Point-per-instance localization data
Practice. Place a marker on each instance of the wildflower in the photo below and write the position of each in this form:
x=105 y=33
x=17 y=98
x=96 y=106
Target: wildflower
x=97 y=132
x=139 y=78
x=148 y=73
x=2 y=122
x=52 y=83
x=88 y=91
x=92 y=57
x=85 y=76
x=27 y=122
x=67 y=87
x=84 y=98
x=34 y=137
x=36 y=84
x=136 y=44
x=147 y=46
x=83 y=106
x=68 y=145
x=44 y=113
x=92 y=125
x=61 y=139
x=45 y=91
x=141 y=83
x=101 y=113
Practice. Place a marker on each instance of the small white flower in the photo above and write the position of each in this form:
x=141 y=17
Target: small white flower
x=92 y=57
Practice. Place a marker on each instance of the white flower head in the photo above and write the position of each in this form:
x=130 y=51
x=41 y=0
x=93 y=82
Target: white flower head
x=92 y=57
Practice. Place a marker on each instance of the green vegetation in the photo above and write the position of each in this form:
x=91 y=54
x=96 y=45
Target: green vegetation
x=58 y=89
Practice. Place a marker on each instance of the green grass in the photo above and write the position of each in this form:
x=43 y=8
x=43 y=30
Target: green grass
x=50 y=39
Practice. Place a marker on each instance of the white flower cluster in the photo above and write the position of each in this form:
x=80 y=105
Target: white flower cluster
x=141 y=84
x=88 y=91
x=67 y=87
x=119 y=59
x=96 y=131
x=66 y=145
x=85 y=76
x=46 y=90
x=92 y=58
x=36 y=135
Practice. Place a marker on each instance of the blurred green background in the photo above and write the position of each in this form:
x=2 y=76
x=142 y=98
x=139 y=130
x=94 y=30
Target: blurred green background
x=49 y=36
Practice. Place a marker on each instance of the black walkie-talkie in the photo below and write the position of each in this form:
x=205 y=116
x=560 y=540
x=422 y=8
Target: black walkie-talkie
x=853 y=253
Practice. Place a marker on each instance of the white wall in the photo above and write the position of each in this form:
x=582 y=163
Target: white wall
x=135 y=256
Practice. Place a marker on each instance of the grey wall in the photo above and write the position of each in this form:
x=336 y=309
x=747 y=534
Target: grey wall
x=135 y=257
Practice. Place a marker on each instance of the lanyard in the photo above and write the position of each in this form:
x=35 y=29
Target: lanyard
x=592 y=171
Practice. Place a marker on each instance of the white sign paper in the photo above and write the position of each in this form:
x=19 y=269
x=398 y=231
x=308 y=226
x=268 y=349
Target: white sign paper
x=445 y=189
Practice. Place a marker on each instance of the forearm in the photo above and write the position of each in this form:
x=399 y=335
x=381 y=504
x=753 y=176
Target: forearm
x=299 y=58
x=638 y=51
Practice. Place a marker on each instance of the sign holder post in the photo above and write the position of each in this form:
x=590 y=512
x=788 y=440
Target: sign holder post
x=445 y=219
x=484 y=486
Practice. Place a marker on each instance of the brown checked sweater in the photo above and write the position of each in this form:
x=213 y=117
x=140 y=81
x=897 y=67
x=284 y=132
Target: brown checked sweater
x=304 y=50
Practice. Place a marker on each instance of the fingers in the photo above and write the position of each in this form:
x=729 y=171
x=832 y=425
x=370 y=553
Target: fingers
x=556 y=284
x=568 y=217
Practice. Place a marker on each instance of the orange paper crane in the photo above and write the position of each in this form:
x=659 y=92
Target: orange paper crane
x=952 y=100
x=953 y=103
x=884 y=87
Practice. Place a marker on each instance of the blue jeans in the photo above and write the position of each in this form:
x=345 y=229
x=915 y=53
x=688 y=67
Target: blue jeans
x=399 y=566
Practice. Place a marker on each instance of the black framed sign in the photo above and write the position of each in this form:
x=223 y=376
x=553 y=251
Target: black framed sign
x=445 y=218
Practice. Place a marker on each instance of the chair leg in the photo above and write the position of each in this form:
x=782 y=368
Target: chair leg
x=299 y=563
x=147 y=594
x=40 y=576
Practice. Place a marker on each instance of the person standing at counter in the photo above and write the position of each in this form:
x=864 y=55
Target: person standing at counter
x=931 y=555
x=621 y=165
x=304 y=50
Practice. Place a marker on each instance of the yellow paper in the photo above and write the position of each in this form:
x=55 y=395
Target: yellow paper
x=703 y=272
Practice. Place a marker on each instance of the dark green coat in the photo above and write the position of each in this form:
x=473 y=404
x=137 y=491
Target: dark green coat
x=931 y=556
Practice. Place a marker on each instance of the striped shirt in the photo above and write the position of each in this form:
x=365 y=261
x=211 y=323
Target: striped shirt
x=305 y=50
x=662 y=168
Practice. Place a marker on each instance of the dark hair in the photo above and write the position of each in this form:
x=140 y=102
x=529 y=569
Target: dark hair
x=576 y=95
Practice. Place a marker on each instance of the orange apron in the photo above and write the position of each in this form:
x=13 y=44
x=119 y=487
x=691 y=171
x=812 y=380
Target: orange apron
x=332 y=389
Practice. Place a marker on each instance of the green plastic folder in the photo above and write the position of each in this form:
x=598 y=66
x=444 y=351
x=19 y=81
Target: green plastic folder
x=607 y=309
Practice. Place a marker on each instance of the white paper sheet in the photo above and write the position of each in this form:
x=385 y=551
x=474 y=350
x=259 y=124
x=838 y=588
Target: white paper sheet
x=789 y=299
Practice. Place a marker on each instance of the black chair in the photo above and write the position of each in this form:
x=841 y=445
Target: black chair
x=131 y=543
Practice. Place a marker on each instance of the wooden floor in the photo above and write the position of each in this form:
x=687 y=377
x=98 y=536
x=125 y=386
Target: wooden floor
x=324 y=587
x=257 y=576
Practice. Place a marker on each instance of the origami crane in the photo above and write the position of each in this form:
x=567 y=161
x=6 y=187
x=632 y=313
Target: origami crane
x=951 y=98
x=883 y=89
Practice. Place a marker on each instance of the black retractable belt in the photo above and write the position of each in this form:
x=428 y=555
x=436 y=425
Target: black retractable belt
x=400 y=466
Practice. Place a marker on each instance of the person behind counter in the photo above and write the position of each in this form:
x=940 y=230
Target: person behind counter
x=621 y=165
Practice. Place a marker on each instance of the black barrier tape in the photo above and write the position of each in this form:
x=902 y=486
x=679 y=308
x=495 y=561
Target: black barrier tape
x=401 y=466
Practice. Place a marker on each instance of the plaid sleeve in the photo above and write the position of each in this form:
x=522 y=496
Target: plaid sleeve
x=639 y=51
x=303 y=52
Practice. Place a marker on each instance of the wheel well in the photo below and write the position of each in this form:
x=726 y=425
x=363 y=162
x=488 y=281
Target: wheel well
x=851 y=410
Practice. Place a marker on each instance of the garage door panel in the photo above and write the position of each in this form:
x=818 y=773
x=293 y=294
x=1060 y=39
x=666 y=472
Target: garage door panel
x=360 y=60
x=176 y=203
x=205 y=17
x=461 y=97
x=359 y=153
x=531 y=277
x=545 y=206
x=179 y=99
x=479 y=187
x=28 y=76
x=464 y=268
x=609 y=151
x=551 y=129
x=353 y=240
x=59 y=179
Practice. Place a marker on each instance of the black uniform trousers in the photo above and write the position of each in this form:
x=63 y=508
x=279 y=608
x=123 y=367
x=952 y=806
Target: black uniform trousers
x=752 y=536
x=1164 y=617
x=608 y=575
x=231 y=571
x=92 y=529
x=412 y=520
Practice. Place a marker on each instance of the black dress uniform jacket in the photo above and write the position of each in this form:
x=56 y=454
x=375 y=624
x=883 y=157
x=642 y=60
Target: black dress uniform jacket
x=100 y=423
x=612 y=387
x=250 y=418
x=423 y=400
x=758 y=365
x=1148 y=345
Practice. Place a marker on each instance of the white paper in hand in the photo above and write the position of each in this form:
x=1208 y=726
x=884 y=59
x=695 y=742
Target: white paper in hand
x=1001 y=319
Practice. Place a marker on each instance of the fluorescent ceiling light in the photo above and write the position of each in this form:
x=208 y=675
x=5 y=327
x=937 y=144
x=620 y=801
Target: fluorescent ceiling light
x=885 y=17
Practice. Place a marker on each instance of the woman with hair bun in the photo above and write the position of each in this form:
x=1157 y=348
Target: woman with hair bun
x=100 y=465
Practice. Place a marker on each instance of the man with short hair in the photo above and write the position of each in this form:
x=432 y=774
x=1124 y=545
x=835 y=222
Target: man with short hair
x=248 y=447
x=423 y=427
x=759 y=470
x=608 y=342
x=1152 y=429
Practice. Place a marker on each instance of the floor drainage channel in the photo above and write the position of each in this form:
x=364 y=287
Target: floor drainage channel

_WHAT THE TASK ASKS_. Both end lines included, restate word for word the lines above from the line with "x=782 y=368" to the line with "Practice. Place a marker on each instance of the green plastic", and nothing else.

_ANSWER TO THE PROBLEM_.
x=782 y=368
Target: chair leg
x=299 y=563
x=147 y=594
x=40 y=576
Practice. Place a marker on each instance of the person standing at counter in the photo above and write the position of each in this form:
x=864 y=55
Target: person standing at counter
x=931 y=555
x=621 y=165
x=304 y=50
Practice. Place a marker on each instance of the yellow paper in the photo above and write the position of each in this form:
x=55 y=395
Target: yellow paper
x=703 y=272
Practice. Place a marker on each instance of the dark green coat in the photo above and write the position of each in this form:
x=473 y=404
x=137 y=491
Target: dark green coat
x=931 y=556
Practice. Place a marker on each instance of the striped shirt in the photo above and write the position of each in this form:
x=365 y=261
x=211 y=323
Target: striped shirt
x=305 y=50
x=662 y=168
Practice. Place a marker on each instance of the dark hair in the photo above and write the position of each in this form:
x=140 y=102
x=529 y=569
Target: dark hair
x=576 y=95
Practice. Place a marker on each instance of the orange apron in the photo above and write the position of each in this form:
x=13 y=44
x=119 y=487
x=691 y=171
x=812 y=380
Target: orange apron
x=332 y=389
Practice. Place a marker on each instance of the green plastic folder in the photo above and write the position of each in this form:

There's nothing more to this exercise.